Aim of the exercise: Turn the records, from the start through the line containing "348 311 L 348", into a two-column CSV with the headers "prompt" and "reply", putting each text and its answer on one row. Quote every field, and replace any line breaks inside a field with spaces.

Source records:
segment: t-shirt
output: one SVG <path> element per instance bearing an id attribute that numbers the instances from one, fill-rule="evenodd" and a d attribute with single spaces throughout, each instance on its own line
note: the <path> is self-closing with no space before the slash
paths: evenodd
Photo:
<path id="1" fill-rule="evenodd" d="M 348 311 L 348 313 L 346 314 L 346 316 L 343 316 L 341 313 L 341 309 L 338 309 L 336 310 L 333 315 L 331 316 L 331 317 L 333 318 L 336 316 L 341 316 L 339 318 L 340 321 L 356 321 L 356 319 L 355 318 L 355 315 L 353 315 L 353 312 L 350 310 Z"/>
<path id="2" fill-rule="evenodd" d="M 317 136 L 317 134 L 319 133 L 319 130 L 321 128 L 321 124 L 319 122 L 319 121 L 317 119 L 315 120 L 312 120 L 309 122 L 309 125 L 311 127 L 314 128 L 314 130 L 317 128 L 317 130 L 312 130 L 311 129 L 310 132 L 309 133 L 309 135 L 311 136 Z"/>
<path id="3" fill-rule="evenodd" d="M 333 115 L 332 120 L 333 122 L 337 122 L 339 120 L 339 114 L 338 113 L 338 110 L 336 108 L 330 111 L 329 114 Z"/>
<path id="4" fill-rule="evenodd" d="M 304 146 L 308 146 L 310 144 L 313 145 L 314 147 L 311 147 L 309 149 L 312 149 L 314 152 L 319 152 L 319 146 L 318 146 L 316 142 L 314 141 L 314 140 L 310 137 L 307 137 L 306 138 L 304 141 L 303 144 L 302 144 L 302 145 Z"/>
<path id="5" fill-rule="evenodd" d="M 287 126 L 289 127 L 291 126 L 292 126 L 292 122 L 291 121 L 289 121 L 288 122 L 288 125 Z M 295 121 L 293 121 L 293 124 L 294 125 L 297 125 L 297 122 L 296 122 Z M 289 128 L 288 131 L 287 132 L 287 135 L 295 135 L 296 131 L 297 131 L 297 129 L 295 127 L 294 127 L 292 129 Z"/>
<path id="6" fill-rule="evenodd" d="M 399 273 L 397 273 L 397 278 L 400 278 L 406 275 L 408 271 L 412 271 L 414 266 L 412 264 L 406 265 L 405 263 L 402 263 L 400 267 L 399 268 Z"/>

Result of the exercise:
prompt,reply
"segment: t-shirt output: one SVG <path> element per instance bearing an id attribute that numbers the instances from one, fill-rule=""evenodd"" and a d attribute with single spaces throughout, each instance on its own line note: the <path> is self-closing with no space before the slash paths: evenodd Photo:","<path id=""1"" fill-rule=""evenodd"" d=""M 348 311 L 348 313 L 346 314 L 346 316 L 343 316 L 341 313 L 341 309 L 338 309 L 336 310 L 333 315 L 331 316 L 331 317 L 333 318 L 336 316 L 341 316 L 339 318 L 340 321 L 356 321 L 356 319 L 355 318 L 355 315 L 353 315 L 353 312 L 350 310 Z""/>"